━━━ RECORD SET

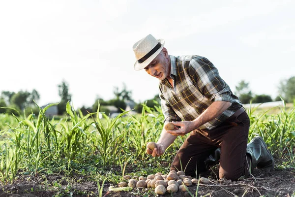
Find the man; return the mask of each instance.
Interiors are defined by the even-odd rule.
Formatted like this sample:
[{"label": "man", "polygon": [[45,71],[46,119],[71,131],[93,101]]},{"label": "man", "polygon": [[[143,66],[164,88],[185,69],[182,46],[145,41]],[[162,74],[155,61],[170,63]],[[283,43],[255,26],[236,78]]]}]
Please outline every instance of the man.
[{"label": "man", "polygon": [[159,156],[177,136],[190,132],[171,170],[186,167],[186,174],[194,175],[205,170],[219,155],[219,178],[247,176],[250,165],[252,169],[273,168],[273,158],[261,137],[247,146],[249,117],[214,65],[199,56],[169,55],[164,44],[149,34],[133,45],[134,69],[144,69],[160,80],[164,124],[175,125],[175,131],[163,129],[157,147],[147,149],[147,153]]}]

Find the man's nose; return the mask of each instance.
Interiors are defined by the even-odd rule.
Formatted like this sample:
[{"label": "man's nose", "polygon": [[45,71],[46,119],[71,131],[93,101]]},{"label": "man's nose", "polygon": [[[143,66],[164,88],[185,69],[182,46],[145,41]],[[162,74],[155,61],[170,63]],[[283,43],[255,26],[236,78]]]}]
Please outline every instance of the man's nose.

━━━━━━

* [WHAT IS REQUIRED] Extract the text of all the entries above word for word, leaving out the pictures.

* [OUTPUT]
Find the man; return the mask of each instance.
Interiors are defined by the even-odd rule.
Formatted like this sample:
[{"label": "man", "polygon": [[45,71],[46,119],[71,131],[93,101]]},{"label": "man", "polygon": [[[143,66],[164,88],[185,69],[182,46],[145,41]],[[162,74],[155,61],[170,63]],[[283,43],[255,26],[236,78]]]}]
Please outline every instance of the man.
[{"label": "man", "polygon": [[159,156],[177,136],[190,132],[171,170],[186,167],[186,174],[194,175],[205,170],[219,155],[219,178],[247,176],[250,165],[252,169],[273,168],[273,158],[261,137],[247,146],[249,117],[214,65],[199,56],[169,55],[164,44],[149,34],[133,45],[134,69],[144,69],[160,80],[164,124],[175,125],[175,131],[163,129],[157,147],[147,149],[147,153]]}]

Find the man's nose; return the mask of each instance.
Interiors are defined by the even-odd rule.
Formatted like this sample:
[{"label": "man's nose", "polygon": [[45,71],[46,119],[71,131],[93,101]]},{"label": "man's nose", "polygon": [[[143,66],[164,88],[185,69],[182,46],[145,41]],[[162,74],[155,61],[170,63]],[[283,43],[255,26],[236,78]]]}]
Please outline every instance of the man's nose.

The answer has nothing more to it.